▸ **Exercise requirements**:
[A] How many vacation rental listings across the globe does the Airbnb article say the company has?
[B] Reproduce the Airbnb article word for word from "Leading vacation rental" to "the last year.".

Leading vacation rental platform Airbnb (ABNB -1.98%) has had quite the comeback this year. The company is up 32% since the start of 2023. Despite its impressive rally, however, the stock is still down 31% over the last year.

This growth stock has had anything but an easy go since its initial public offering in 2020. But despite the challenges it's faced and will likely continue facing in the near term, I believe Airbnb is still a screaming buy for long-term investors. Here's why.

What's going on with Airbnb

Airbnb's pricing woes were spurred by the pandemic. Investors became wary of the state of the travel industry during the coronavirus crisis, and in turn, took a pessimistic outlook on the company. That's understandable, as Airbnb directly serves the travel industry with its 6.6 million vacation rental listings across the globe.

However, Airbnb's latest fourth-quarter and full-year earnings report for 2022 put much of that concern to rest. The company reported a record year of growth with its first positive net income for a full year and the highest quarter for earnings before interest, taxes, depreciation, and amortization (EBITDA).

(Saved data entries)

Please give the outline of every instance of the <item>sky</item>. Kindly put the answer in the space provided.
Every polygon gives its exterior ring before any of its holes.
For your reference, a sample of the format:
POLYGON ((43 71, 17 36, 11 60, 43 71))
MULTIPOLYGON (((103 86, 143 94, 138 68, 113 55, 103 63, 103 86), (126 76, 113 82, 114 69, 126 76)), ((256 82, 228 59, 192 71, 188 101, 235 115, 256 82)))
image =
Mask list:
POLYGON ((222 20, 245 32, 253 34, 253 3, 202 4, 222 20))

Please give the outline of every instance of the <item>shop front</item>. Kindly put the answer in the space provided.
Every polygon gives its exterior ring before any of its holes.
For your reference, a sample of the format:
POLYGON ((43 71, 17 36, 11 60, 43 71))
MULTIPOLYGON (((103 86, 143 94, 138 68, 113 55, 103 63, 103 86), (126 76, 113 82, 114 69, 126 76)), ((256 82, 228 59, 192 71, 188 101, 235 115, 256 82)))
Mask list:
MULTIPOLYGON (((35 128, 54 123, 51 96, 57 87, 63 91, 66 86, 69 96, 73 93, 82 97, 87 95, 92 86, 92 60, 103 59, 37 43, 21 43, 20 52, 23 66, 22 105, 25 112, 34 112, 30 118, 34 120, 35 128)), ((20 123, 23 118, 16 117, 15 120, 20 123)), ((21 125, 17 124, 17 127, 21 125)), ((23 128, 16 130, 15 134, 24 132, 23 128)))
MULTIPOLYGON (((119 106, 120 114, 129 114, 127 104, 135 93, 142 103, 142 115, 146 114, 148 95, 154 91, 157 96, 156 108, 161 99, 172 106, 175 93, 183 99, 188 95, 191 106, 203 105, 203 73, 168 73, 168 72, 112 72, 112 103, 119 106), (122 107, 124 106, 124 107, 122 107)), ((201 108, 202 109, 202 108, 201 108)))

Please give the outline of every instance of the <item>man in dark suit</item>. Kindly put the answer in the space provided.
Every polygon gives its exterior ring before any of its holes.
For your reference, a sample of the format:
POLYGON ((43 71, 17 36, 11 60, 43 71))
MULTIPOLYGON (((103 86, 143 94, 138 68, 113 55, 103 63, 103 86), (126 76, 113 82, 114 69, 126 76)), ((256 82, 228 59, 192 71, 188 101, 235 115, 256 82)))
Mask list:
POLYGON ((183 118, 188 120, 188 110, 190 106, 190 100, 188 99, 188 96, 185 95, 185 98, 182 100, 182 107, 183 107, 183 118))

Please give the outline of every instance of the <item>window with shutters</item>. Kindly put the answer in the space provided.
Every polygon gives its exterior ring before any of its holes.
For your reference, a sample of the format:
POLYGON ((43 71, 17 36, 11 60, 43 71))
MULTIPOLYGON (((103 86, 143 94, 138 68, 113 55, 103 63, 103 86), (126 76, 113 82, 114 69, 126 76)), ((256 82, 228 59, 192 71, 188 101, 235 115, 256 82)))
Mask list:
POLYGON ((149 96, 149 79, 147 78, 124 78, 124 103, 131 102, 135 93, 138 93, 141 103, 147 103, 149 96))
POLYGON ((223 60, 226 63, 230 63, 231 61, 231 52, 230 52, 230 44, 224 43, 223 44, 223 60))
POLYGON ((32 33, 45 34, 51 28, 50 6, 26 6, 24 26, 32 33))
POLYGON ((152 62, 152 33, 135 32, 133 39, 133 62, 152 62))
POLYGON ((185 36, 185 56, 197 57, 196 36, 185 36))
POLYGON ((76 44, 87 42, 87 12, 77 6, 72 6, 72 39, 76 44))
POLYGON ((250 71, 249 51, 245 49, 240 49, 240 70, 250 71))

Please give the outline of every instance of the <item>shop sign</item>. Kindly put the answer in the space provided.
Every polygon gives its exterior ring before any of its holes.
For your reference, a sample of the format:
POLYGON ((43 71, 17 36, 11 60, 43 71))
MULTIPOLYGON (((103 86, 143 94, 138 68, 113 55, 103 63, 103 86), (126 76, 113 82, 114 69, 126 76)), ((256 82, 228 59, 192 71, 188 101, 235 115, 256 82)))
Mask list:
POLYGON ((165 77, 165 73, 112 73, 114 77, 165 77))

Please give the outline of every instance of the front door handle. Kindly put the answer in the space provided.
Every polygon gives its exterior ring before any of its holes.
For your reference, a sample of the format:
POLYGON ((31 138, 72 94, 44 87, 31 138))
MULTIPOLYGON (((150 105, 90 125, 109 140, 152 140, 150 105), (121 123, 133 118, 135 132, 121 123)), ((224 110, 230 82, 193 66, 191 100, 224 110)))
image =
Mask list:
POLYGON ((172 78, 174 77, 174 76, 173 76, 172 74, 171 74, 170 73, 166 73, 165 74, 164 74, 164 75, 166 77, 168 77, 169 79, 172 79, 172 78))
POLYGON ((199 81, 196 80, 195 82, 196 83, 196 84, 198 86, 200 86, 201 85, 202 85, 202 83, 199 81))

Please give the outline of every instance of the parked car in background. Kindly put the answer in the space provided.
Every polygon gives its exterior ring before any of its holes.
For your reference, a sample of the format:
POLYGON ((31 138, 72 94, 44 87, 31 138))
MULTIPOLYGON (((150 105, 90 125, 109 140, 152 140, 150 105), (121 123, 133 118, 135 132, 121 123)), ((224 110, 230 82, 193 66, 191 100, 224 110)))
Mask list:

▸ **Answers to the exercises**:
[A] 6.6 million

[B]
Leading vacation rental platform Airbnb (ABNB -1.98%) has had quite the comeback this year. The company is up 32% since the start of 2023. Despite its impressive rally, however, the stock is still down 31% over the last year.